» **INSTRUCTIONS TO FOLLOW**
Copy exactly, and only, the lines from the line containing "of the watch" through the last line of the records below, both included.

» **LISTED RECORDS**
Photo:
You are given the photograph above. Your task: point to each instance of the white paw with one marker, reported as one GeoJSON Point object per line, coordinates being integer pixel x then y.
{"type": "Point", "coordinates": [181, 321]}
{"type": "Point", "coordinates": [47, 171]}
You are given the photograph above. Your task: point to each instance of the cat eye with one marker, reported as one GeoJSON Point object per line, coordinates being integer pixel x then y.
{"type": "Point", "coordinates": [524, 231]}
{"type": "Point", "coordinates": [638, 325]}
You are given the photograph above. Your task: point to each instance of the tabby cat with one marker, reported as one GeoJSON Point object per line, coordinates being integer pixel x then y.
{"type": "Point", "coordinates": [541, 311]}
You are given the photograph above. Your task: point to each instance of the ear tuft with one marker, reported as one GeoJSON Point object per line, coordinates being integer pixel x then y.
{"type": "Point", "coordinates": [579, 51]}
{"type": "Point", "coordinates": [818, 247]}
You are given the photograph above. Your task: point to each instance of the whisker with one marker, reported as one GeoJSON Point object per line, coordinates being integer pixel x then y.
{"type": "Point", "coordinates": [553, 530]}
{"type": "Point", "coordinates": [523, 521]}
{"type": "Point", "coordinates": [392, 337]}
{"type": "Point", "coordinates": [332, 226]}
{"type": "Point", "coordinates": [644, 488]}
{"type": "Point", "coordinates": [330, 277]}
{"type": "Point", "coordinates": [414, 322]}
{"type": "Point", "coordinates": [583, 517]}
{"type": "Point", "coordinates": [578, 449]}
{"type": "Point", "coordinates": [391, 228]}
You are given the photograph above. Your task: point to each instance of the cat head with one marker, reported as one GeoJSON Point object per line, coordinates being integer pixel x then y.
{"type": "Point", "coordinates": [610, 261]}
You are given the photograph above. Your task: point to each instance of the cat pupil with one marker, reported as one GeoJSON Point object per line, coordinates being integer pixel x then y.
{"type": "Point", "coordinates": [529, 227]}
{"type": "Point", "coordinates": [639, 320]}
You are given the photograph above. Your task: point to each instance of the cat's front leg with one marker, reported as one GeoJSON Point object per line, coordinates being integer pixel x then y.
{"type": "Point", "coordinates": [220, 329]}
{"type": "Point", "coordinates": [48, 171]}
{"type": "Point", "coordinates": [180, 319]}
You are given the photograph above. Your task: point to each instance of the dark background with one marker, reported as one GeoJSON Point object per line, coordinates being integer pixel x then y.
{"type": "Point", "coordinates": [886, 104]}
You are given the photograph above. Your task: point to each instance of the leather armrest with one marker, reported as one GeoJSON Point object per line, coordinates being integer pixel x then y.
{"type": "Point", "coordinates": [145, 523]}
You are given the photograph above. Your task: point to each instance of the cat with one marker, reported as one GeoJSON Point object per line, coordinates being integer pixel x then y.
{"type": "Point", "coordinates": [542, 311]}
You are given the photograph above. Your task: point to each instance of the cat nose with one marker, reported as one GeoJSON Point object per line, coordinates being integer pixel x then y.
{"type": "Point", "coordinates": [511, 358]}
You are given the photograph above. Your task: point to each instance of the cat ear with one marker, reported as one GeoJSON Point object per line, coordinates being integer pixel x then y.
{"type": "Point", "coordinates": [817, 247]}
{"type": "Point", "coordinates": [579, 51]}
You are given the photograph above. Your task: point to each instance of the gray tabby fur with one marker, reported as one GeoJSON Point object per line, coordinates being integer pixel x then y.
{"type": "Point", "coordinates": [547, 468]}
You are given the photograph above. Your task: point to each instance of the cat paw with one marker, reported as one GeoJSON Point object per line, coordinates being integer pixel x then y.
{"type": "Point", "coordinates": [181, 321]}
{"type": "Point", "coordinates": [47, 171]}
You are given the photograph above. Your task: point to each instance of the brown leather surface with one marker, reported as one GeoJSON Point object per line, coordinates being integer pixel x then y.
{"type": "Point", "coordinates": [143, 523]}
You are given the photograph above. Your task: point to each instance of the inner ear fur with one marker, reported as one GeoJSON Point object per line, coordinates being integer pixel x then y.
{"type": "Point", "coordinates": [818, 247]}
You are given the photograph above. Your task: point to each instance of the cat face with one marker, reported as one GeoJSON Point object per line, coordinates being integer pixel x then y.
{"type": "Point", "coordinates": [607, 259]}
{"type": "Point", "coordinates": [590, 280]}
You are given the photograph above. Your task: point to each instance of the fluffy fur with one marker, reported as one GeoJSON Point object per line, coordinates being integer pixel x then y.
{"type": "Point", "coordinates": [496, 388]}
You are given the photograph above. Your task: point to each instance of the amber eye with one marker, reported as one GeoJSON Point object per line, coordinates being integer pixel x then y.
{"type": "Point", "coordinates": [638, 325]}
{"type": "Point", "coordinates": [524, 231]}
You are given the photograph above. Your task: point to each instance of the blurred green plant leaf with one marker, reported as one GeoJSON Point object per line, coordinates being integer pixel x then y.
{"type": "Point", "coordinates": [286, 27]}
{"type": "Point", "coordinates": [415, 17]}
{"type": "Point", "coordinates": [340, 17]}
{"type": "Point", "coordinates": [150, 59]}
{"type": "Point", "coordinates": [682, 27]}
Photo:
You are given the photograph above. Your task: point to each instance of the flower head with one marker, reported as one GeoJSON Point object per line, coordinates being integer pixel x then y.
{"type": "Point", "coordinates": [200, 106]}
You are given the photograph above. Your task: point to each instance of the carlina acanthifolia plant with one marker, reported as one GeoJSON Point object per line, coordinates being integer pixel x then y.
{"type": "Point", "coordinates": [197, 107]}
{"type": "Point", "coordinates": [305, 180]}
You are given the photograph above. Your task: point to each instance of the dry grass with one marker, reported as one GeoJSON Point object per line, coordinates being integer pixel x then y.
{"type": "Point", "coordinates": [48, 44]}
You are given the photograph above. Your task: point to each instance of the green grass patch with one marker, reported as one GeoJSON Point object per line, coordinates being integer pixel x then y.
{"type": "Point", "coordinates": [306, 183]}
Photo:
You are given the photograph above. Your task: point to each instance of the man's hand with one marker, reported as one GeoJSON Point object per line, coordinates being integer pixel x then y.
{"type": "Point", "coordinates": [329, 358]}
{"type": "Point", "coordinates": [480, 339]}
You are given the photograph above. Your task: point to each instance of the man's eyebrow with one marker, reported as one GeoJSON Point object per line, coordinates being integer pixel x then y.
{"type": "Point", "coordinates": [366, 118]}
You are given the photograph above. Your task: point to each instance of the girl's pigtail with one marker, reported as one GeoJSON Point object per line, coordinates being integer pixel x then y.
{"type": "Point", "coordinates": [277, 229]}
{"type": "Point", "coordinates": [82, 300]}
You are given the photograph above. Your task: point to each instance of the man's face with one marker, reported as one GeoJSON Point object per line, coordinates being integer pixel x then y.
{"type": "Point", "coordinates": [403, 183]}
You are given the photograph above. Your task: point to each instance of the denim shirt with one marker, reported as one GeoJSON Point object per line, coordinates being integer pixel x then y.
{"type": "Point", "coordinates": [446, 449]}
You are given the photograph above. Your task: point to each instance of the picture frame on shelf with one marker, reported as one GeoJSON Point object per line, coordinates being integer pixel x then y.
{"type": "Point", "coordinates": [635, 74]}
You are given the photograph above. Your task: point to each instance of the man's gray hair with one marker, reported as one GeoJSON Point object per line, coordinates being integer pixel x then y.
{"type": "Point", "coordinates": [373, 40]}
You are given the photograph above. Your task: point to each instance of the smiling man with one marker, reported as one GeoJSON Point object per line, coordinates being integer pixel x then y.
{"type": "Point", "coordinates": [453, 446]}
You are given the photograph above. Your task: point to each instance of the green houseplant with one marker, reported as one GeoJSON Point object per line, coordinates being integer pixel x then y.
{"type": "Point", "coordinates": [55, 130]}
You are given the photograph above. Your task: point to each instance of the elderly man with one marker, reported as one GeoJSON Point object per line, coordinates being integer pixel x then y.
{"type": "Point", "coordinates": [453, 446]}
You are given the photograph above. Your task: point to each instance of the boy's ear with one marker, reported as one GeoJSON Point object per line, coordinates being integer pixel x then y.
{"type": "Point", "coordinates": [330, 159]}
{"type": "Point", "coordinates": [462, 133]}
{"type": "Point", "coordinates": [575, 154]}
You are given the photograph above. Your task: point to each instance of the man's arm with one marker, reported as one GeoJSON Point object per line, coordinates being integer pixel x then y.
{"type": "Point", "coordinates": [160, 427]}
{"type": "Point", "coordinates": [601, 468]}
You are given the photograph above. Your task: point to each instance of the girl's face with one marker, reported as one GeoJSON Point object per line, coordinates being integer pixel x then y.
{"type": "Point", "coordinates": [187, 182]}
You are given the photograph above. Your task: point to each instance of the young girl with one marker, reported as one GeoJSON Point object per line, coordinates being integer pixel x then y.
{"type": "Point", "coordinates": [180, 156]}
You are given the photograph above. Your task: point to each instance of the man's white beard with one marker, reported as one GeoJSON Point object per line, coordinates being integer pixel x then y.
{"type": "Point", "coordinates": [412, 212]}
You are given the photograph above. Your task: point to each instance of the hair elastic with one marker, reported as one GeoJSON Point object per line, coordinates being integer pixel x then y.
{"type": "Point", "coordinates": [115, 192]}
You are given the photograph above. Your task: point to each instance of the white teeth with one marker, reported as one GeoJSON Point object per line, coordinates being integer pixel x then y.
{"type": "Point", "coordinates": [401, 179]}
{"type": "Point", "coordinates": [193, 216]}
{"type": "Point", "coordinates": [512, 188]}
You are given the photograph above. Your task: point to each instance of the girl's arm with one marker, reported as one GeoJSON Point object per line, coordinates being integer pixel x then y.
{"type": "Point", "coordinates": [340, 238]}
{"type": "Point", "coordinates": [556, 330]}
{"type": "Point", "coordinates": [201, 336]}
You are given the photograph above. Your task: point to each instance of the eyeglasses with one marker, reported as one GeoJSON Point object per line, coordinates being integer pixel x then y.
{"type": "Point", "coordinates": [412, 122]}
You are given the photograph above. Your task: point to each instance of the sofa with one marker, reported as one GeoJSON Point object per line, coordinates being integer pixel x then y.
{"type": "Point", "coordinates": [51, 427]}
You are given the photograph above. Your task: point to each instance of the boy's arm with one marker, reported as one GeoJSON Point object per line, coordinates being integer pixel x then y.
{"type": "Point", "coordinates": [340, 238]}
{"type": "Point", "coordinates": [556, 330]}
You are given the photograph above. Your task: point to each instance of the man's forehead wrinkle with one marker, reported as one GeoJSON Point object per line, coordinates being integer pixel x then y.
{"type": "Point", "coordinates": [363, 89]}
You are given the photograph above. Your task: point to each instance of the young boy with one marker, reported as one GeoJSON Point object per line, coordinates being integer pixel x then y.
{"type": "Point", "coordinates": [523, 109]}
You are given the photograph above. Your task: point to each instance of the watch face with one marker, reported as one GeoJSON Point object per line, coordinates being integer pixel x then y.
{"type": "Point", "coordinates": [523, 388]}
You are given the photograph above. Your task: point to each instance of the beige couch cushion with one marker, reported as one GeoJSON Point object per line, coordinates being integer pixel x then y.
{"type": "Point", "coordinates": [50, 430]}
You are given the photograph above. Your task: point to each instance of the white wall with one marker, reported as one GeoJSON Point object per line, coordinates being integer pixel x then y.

» **TASK ANSWER**
You are given the photograph above. Your task: point to each instance of the watch face with one marker, reported as one GeoJSON Point object per line, coordinates being integer pixel x then y.
{"type": "Point", "coordinates": [523, 388]}
You are given the photograph above. Your task: point to each instance of the beige couch cushion with one marker, reported as one GeoJSON Point object per line, coordinates being integer pixel x then y.
{"type": "Point", "coordinates": [50, 430]}
You are given the photograph above. Your task: point to each instance of the white wall with one marker, reported as one GeoJSON Point object per line, coordinates being integer pixel x then y.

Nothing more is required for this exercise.